◆ **Supplied text**
···

ONE OF Hollywood's hot young actors is escaping to Australia so he can throw a couple of shrimp on the barbie for Christmas lunch.
Wentworth Miller, the star of the hit new American TV series, Prison Break, will be spending the holiday season in Australia.
"My youngest sister is living down in Australia," Miller told AAP from the Dallas set of Prison Break.
"I thought I'd kill three birds with one stone and get down to Australia.
"I can spend some time with loved ones over the holidays, visit a place I've always wanted to visit and do a little press for the show."
Miller's sister, Leigh, is living in Melbourne for a year.
"My sister just came back from Uluru with tales of kangaroos and the beauty of the area and she has a number of other day trips planned," Miller said.
"She and her friends have been very good about organising road trips and helping me explore what Australia has to offer.
"Half of my fascination with Australia is it seems to have the largest concentration of deadly creatures in and out of the water."
Miller, 34, who was born in England but has lived most of his life in the US, has had to deal with plenty of slippery characters in Prison Break, which has become an international hit.

···

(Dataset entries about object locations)
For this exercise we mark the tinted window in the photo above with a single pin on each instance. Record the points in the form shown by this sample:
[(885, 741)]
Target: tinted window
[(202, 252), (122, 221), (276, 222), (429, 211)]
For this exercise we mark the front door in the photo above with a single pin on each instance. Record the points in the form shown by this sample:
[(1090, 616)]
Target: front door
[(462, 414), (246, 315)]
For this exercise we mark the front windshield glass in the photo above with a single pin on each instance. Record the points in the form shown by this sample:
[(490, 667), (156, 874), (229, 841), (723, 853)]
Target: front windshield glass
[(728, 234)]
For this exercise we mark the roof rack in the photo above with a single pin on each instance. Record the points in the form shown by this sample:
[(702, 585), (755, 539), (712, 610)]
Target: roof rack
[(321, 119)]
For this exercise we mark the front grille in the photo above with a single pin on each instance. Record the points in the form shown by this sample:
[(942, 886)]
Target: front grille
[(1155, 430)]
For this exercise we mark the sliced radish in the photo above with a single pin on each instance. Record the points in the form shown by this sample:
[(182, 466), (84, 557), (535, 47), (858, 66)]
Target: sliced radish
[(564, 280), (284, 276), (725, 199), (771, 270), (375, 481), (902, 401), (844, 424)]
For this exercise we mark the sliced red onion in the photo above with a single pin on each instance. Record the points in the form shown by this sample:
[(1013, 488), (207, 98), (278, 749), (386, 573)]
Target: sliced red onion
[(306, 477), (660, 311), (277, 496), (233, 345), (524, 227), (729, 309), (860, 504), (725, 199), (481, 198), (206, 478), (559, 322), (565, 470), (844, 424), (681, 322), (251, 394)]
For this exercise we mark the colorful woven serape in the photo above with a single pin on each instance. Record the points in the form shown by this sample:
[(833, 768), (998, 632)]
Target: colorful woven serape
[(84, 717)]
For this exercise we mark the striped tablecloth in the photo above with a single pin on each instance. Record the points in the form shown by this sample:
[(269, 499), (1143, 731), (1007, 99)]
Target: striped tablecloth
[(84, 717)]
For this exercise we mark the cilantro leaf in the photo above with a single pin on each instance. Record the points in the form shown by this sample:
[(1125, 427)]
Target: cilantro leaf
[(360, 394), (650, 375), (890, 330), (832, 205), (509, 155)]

···

Answer these questions using the article about Wentworth Miller's holiday trip:
1. Where was Miller when he spoke to AAP?
2. In which city is his sister Leigh living, and for how long?
3. How old is Miller, and where was he born?
The entries aren't used for anything here.

1. On the Dallas set of Prison Break.
2. Melbourne, for a year.
3. He is 34 and was born in England.